◆ **GIVEN EXERCISE**
Retype the whole listing, please, keeping every line exact and dropping the pictures.
===== ENTRIES SUPPLIED =====
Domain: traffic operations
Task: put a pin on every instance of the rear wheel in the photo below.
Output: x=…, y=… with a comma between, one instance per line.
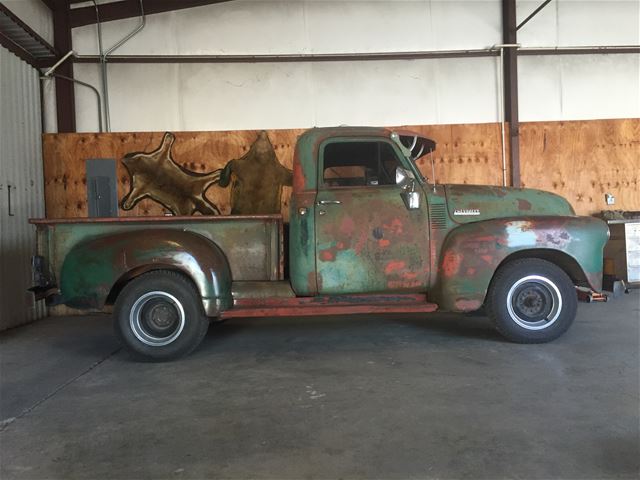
x=531, y=301
x=159, y=316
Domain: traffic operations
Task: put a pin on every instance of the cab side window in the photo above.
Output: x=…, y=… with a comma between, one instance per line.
x=353, y=164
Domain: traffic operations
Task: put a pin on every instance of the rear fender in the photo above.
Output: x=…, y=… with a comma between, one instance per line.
x=93, y=267
x=472, y=253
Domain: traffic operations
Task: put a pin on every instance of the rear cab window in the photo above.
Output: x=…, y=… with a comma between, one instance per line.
x=358, y=163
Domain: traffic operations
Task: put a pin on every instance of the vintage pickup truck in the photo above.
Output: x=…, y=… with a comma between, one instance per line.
x=367, y=234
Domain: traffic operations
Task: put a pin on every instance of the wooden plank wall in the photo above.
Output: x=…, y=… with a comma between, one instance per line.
x=584, y=160
x=580, y=160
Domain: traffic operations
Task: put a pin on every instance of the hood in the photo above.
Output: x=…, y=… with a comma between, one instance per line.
x=473, y=203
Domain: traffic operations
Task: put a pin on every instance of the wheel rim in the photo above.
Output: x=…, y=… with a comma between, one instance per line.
x=157, y=318
x=534, y=302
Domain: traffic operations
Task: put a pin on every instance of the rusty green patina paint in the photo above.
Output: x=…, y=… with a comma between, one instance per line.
x=94, y=266
x=340, y=252
x=496, y=202
x=369, y=244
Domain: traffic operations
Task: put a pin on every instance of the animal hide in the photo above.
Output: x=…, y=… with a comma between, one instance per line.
x=157, y=176
x=256, y=179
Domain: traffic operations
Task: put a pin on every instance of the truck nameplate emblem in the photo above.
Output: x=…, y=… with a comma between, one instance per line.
x=466, y=211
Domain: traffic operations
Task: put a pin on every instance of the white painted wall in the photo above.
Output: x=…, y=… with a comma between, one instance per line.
x=286, y=95
x=572, y=87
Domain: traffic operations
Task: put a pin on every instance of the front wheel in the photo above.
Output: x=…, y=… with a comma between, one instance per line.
x=531, y=301
x=159, y=316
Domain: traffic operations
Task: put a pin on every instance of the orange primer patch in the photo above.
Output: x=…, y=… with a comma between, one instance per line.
x=393, y=266
x=451, y=263
x=327, y=255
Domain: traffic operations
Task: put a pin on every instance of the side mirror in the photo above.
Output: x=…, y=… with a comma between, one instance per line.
x=404, y=178
x=406, y=181
x=411, y=200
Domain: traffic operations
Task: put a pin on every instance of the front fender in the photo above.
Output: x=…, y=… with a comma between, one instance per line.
x=94, y=266
x=472, y=253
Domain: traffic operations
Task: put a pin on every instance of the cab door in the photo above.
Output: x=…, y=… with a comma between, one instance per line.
x=367, y=241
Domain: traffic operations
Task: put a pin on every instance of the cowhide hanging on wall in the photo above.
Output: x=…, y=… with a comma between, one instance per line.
x=157, y=176
x=256, y=181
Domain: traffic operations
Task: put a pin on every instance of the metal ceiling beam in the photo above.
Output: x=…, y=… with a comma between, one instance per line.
x=130, y=8
x=49, y=4
x=65, y=94
x=294, y=58
x=17, y=37
x=510, y=85
x=533, y=14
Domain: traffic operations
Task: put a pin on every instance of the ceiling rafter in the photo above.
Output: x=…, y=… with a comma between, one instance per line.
x=130, y=8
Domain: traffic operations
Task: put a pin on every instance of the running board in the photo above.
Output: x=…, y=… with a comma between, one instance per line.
x=328, y=305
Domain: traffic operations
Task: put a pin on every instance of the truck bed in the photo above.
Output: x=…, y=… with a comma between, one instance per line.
x=253, y=244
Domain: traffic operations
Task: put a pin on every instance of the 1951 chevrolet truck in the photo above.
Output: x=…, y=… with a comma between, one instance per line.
x=367, y=234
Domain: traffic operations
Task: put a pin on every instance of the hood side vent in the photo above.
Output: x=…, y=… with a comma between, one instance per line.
x=438, y=215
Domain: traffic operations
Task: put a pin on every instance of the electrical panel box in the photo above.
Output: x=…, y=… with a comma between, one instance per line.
x=102, y=194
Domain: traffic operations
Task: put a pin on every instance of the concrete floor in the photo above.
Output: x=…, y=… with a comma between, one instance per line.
x=357, y=397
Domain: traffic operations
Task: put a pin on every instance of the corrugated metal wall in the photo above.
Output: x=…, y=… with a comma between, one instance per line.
x=21, y=186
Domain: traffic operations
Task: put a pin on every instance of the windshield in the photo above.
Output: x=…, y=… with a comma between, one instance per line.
x=413, y=146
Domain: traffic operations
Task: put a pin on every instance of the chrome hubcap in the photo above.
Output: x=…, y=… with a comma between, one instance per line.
x=534, y=302
x=157, y=318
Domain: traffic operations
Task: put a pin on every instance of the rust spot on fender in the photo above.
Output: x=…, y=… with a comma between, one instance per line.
x=465, y=305
x=524, y=204
x=393, y=266
x=451, y=263
x=327, y=255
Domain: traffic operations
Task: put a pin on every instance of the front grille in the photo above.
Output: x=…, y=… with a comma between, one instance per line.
x=438, y=216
=====
◆ **FINAL RESULT**
Domain: traffic operations
Task: put a pin on every instance of the rear wheel in the photo below.
Output: x=…, y=… with a comma between, one instance per line.
x=531, y=301
x=159, y=316
Domain: traffic operations
Task: put a pin on every instance of the cab side window in the photo above.
Output: x=…, y=… with a comma between, one instance per line.
x=353, y=164
Domain: traffic operations
Task: put a pin on every instance of the rear fender in the photo above.
Output: x=…, y=… with a comma between, one instance per line.
x=93, y=267
x=472, y=253
Domain: traffic operations
Task: put a pin on every instance of the rear cab window in the photo above.
Output: x=…, y=… with a comma between, one instance per line.
x=358, y=163
Domain: traffic operations
Task: put a pin on every instance of the vintage pickup truck in the photo above.
Output: x=…, y=… with a comma between, one instance per line.
x=367, y=234
Domain: traffic operations
Task: put a pin on every instance of the wooden plank wall in the photo above.
Output: x=…, y=… with a comma between, one instance per line.
x=584, y=160
x=580, y=160
Domain: traffic operations
Task: put a pin on every instance of the hood in the photo above.
Output: x=…, y=… with a comma between, one instance per line.
x=473, y=203
Domain: traffic operations
Task: put a pin on every instance of the wheel rim in the photo above.
Output: x=…, y=… with a comma between, one instance per line.
x=157, y=318
x=534, y=302
Domain: traffic operations
Task: put a pin on every instance of the rusty green patina paint in the photo above.
Output: x=…, y=… with a comma between, one instance per line.
x=94, y=266
x=340, y=252
x=496, y=202
x=369, y=244
Domain: traffic operations
Task: put a pin on every instance of the animal hide in the photo above.
Output: x=…, y=… with a comma between, one instance per line.
x=157, y=176
x=256, y=179
Domain: traffic operations
Task: put a pin on every instance of the truck nameplate emblem in the photo above.
Output: x=…, y=… with a comma between, one instance per line.
x=466, y=211
Domain: traffic operations
Task: put a pin on every instance of the white painted wall in the photo above.
Output: x=…, y=… with a comma between, one instance per line.
x=286, y=95
x=572, y=87
Domain: traffic operations
Task: put a pin on every instance of the front wheel in the photo above.
Output: x=…, y=… with a comma between, one instance per line.
x=531, y=301
x=159, y=316
Domain: traffic operations
Task: put a pin on every instance of the orange primer patch in the photo above.
Output: x=…, y=… with a comma between, one instance per line.
x=393, y=266
x=451, y=263
x=327, y=255
Domain: traffic operations
Task: put a pin on every instance of the side mirror in the photo above.
Output: x=…, y=… with a comma between, one instance per line.
x=404, y=178
x=406, y=181
x=411, y=200
Domain: traffic operations
Task: put a pin on every instance of the front fender in the photo above.
Output: x=…, y=… with a comma between, one instance per line.
x=94, y=266
x=472, y=253
Domain: traffic operations
Task: put a pin on every instance of the cab door in the photo above.
Output: x=…, y=… with a comma between, one instance per line.
x=367, y=241
Domain: traffic operations
Task: put a pin on every instance of the cowhide hanging on wall in the photo above.
Output: x=…, y=… with a comma between, one instance per line.
x=157, y=176
x=256, y=181
Domain: traffic operations
Task: put a pin on every instance of the metal ceiling beam in the photo above.
Output: x=…, y=… with a comma between, one instance per line.
x=130, y=8
x=49, y=4
x=65, y=94
x=294, y=58
x=17, y=37
x=510, y=85
x=533, y=14
Domain: traffic operations
Task: put a pin on every instance of the ceiling rafter in the photo above.
Output: x=…, y=… with a comma between, one instance per line.
x=130, y=8
Domain: traffic operations
Task: put a pin on every instance of the running board in the photo above.
Output: x=…, y=… with a comma between, one instance per line.
x=328, y=305
Domain: traffic operations
Task: put a pin on every instance of the truck bed in the photo above.
Output: x=…, y=… with a comma between, one instance per line.
x=253, y=244
Domain: traffic operations
Task: put a pin on every instance of the 1951 chevrolet truck in the photo above.
Output: x=…, y=… with a comma between, one instance per line.
x=367, y=234
Domain: traffic operations
Task: put a pin on every instance of the hood side vent in the photo above.
Output: x=…, y=… with a comma between, one instance per line.
x=438, y=215
Domain: traffic operations
Task: put a pin on every instance of the electrical panel box in the photo above.
Output: x=…, y=… with a comma between, one instance per line.
x=102, y=194
Domain: traffic operations
Task: put a pin on every instance of the concrete floor in the photo above.
Output: x=…, y=… with a comma between, one instance per line.
x=357, y=397
Domain: traffic operations
Task: put a pin on every instance of the corrugated metal wall in the photo above.
Output: x=…, y=… with a comma between, one instance per line.
x=21, y=186
Domain: traffic operations
Task: put a pin on every instance of the windshield in the photo above.
Output: x=…, y=… with a comma between, one instance per line.
x=413, y=146
Domain: traffic operations
Task: put a pin on every instance of the chrome hubcap in the photo above.
Output: x=…, y=… with a comma between, one instance per line.
x=534, y=302
x=157, y=318
Domain: traffic operations
Task: put a pin on every instance of the rust spot on fender in the photo above.
Output: x=…, y=… with a comma between, one instance per line.
x=465, y=305
x=524, y=204
x=393, y=266
x=451, y=263
x=327, y=255
Domain: traffic operations
Task: put a pin on every instance of the front grille in the photo above.
Output: x=…, y=… with a comma between, one instance per line.
x=438, y=216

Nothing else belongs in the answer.